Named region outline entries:
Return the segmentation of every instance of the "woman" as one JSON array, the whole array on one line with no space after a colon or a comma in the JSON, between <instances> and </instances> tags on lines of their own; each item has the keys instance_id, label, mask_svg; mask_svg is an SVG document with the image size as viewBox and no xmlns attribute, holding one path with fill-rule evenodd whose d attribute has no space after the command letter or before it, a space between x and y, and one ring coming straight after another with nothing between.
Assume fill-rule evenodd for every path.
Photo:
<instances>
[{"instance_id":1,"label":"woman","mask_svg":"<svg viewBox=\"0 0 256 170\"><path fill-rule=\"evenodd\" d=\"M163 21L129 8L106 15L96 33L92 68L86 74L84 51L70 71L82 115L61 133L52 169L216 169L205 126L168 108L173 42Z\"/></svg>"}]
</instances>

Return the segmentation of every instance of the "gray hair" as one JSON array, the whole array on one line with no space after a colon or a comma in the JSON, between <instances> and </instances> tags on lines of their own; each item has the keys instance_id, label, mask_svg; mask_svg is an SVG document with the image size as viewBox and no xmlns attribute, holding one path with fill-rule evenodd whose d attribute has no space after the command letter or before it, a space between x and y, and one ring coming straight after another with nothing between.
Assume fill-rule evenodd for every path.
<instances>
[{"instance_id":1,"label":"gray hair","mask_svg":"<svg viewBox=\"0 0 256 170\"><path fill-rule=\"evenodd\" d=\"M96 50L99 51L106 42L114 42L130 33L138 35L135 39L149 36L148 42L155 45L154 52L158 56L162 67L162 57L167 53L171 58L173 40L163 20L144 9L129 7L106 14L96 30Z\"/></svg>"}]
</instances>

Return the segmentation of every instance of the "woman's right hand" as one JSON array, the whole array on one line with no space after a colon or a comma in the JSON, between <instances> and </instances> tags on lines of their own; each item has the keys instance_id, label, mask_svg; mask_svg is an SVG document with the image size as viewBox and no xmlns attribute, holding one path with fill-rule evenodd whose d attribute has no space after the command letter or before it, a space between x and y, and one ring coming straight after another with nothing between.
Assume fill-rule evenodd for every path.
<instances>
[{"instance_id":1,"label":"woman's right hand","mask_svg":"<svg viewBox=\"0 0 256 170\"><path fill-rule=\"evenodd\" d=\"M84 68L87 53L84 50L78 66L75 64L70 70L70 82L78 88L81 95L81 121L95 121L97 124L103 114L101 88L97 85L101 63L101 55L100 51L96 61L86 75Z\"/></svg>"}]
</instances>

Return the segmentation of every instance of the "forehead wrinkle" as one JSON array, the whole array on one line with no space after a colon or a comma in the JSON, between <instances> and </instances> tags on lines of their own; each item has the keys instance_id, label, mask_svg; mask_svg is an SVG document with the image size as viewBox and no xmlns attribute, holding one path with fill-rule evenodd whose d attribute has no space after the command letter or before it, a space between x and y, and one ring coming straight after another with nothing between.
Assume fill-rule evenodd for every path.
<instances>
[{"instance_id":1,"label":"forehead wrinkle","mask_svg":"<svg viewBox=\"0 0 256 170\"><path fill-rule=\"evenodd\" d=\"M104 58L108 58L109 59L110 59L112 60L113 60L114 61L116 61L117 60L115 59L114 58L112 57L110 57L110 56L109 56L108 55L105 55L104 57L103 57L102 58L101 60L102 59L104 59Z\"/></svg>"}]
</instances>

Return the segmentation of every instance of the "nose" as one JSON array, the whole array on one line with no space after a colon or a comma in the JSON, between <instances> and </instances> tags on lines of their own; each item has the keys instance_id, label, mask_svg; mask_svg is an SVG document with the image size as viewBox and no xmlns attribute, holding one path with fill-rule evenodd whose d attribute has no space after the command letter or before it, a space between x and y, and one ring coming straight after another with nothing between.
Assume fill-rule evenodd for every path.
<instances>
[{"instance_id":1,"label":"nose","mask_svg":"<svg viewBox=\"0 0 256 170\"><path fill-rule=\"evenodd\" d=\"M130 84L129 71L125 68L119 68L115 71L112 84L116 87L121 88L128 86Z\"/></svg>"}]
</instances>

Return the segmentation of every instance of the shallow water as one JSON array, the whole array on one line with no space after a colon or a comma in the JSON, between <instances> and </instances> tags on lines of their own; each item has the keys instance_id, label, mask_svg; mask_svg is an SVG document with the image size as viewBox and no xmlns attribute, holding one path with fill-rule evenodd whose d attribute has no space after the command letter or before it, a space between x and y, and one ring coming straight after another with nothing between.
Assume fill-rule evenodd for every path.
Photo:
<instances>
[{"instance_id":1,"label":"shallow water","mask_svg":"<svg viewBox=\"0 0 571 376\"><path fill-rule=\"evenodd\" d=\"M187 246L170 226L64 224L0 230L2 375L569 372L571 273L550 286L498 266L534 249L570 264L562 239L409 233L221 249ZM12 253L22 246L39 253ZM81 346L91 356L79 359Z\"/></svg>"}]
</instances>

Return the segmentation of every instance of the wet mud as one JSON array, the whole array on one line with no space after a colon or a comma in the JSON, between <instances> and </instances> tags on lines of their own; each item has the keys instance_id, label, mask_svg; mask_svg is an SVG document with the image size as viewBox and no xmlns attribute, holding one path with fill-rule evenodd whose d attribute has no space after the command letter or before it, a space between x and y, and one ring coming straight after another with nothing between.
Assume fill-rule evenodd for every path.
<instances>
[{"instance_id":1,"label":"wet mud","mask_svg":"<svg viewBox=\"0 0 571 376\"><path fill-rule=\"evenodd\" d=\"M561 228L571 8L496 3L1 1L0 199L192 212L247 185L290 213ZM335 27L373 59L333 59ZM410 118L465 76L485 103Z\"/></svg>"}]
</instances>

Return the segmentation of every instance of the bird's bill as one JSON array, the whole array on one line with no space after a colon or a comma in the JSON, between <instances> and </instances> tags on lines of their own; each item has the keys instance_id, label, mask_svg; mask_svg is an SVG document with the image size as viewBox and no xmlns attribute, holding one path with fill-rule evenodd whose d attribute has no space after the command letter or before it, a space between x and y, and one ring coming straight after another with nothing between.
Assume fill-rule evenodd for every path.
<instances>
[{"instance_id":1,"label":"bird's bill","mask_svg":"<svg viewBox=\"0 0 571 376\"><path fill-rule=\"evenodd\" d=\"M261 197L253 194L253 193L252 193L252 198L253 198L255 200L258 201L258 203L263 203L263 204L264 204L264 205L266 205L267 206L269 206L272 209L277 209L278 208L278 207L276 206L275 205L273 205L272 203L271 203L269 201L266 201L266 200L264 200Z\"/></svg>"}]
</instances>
* * *
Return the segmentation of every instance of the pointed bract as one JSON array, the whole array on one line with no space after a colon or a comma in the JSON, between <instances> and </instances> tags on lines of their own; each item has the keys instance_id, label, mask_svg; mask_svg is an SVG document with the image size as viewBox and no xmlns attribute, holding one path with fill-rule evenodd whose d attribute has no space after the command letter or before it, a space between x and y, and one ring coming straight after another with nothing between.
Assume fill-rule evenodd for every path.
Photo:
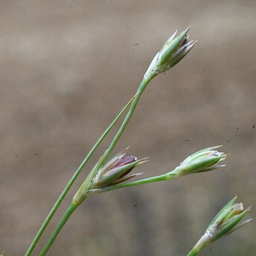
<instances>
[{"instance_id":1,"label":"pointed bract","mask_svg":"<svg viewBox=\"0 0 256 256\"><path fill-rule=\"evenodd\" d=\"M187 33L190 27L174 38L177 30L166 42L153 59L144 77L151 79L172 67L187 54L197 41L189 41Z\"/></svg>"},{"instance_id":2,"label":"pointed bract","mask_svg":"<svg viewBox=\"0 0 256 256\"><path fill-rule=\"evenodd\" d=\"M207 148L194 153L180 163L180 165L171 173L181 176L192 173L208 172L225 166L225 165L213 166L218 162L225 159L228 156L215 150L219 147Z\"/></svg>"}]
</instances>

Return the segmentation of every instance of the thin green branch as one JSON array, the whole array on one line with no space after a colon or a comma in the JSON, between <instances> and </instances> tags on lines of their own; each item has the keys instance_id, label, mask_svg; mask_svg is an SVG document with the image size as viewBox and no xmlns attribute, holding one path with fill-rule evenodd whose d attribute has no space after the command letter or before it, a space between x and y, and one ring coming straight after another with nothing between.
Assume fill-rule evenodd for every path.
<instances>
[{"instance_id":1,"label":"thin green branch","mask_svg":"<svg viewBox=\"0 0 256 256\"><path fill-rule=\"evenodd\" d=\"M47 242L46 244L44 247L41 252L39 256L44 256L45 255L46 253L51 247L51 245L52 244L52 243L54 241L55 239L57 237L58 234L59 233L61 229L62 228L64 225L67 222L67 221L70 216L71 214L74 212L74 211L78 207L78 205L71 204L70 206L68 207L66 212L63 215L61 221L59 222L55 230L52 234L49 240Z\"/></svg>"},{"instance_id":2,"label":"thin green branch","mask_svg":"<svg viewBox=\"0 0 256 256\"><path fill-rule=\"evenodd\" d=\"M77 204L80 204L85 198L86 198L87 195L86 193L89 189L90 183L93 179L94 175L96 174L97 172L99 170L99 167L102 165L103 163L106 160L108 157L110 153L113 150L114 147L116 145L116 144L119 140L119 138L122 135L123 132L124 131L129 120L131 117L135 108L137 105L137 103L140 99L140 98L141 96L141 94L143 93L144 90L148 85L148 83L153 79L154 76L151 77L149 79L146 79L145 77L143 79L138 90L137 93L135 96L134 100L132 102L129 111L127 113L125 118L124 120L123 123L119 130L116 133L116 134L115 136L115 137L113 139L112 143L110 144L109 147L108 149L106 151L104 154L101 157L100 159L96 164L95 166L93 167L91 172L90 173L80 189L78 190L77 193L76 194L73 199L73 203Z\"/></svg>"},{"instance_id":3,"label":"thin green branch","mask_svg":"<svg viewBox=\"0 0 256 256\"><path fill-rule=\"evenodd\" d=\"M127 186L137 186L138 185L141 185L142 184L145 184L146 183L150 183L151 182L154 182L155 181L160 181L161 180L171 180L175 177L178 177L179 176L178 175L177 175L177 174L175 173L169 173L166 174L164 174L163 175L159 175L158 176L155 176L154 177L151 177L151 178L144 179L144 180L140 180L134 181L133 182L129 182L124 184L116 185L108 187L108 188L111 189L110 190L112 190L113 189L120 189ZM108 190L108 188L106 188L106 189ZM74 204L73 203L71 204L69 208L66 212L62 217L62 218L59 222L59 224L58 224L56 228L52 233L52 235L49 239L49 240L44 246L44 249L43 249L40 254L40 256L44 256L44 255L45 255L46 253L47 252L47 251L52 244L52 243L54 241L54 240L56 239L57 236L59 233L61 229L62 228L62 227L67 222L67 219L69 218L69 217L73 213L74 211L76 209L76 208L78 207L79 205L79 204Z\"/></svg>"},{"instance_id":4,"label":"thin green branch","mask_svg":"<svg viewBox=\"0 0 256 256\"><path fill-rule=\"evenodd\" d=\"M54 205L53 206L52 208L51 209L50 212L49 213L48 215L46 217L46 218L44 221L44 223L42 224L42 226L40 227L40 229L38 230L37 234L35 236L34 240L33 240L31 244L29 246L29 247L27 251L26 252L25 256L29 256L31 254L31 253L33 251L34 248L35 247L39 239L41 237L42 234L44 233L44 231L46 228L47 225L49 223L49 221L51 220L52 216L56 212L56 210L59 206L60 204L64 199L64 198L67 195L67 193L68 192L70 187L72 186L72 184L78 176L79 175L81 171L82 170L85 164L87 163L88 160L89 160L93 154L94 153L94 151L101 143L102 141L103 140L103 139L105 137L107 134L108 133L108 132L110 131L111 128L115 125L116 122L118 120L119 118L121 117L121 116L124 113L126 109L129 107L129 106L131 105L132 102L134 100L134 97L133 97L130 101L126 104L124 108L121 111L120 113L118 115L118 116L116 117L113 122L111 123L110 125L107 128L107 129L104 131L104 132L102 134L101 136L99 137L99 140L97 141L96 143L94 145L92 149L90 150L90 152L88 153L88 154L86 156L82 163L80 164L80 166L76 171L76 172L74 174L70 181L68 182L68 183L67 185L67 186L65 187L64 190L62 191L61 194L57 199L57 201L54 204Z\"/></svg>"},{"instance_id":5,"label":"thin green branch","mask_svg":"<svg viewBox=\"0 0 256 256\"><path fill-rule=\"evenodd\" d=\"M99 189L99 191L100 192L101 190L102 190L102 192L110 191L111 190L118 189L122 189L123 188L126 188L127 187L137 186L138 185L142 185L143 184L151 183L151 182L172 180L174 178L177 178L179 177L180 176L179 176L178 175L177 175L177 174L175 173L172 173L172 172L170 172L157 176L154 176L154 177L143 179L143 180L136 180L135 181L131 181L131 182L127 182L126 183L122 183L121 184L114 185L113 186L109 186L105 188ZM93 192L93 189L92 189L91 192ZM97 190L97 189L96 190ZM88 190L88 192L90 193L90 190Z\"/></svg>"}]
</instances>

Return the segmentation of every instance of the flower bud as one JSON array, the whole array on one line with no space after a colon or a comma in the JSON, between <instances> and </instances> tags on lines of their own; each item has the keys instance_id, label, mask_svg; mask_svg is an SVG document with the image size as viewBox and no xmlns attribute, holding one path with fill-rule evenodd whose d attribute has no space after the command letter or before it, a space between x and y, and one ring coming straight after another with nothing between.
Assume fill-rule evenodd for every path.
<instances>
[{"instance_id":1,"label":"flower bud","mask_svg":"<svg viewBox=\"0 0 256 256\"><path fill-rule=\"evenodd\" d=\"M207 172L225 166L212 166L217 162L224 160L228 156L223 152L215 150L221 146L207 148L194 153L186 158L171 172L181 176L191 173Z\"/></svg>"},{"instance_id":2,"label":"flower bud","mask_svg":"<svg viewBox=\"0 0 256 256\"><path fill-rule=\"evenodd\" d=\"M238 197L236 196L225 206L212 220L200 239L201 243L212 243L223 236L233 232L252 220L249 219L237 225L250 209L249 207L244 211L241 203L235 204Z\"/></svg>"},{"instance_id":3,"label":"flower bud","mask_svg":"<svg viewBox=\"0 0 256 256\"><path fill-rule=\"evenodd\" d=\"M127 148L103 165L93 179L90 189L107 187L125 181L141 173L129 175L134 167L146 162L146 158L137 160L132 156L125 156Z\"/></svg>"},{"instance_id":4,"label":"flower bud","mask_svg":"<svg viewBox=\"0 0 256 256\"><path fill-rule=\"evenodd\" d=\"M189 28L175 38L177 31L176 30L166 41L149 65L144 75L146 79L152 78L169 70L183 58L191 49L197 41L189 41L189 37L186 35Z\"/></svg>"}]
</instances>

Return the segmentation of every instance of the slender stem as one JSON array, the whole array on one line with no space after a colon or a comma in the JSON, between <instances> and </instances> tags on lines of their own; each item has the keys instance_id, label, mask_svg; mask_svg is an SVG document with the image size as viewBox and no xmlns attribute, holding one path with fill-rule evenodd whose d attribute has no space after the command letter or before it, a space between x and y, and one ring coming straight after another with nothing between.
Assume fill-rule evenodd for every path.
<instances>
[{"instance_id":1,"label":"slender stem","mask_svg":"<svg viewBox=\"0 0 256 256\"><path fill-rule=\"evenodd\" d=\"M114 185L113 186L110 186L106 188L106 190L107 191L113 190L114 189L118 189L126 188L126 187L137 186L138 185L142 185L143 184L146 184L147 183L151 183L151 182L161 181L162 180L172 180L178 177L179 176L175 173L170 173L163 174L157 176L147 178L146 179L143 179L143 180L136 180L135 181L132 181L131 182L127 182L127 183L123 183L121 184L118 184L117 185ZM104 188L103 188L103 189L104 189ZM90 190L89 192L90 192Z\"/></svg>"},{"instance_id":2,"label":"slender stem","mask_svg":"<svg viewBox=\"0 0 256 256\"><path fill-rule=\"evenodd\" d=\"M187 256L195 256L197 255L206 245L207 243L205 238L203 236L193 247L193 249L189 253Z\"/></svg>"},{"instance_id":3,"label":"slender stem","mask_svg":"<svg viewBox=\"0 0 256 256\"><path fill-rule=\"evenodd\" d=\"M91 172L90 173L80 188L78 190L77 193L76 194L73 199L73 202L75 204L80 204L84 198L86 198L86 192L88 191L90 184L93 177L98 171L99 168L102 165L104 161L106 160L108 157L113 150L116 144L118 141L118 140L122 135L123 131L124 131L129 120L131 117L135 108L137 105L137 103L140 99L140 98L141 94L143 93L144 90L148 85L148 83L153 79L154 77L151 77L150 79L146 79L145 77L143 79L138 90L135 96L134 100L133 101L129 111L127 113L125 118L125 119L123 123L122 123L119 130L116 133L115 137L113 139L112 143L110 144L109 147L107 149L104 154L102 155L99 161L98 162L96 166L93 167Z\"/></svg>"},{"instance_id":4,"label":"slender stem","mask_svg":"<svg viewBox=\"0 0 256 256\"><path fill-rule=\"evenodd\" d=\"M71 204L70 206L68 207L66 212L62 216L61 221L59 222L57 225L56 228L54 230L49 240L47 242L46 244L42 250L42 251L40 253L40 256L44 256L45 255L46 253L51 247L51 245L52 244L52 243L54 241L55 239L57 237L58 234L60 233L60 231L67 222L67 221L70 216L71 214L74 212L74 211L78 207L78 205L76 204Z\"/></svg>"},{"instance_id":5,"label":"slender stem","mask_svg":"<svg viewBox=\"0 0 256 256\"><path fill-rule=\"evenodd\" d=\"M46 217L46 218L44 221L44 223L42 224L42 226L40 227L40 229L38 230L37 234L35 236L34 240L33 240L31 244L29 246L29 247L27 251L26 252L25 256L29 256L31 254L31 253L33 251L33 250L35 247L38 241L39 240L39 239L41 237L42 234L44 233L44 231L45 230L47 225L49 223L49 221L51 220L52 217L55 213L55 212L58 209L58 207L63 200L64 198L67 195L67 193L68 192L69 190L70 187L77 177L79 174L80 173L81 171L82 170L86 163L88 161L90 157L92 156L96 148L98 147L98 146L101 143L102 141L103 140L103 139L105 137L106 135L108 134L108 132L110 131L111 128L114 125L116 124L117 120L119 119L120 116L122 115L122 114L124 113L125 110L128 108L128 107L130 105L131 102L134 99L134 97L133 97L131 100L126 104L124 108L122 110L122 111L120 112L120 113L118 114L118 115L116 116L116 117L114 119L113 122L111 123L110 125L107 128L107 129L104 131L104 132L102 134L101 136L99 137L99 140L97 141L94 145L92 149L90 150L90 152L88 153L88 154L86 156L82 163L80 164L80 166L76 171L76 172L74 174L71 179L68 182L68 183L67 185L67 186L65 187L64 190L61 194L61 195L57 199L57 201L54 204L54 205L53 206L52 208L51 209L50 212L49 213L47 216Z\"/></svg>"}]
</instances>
---
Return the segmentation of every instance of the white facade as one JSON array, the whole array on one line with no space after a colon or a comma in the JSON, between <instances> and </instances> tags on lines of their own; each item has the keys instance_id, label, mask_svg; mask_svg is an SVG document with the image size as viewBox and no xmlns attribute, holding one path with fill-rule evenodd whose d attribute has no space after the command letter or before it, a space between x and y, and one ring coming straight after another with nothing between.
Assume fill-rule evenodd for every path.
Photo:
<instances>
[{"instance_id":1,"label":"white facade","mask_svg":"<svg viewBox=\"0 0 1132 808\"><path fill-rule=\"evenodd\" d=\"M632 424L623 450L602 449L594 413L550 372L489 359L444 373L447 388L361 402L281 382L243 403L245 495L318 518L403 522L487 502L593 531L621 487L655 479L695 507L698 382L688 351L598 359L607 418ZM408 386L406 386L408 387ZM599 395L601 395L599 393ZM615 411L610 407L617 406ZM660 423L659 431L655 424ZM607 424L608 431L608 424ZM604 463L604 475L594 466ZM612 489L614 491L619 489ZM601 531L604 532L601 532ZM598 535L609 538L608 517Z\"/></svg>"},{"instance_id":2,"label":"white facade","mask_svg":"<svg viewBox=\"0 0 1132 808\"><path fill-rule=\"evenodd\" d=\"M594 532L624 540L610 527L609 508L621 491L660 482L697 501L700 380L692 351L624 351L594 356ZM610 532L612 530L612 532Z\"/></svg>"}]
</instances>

_YOUR OBJECTIVE_.
Which lines in the entries above contain the string "wrinkle"? Pick out each of those lines and copy it.

_ANSWER FOR THE TASK_.
Return the segmentation of every instance of the "forehead wrinkle" as one JSON array, the whole array on one line with no space after a colon or a comma in the JSON, between <instances> and </instances> tags on lines of their own; each item has the keys instance_id, label, mask_svg; mask_svg is an SVG document with the image size as viewBox and no xmlns attribute, holding one path with fill-rule evenodd whose d attribute has no space after the command letter or before it, a space between x and y, and one ring coming straight after another with nothing between.
[{"instance_id":1,"label":"forehead wrinkle","mask_svg":"<svg viewBox=\"0 0 256 170\"><path fill-rule=\"evenodd\" d=\"M104 58L108 58L109 59L110 59L112 60L113 60L114 61L116 61L117 60L115 59L114 58L112 57L110 57L110 56L109 56L108 55L105 55L104 57L103 57L102 58L101 60L102 59L104 59Z\"/></svg>"}]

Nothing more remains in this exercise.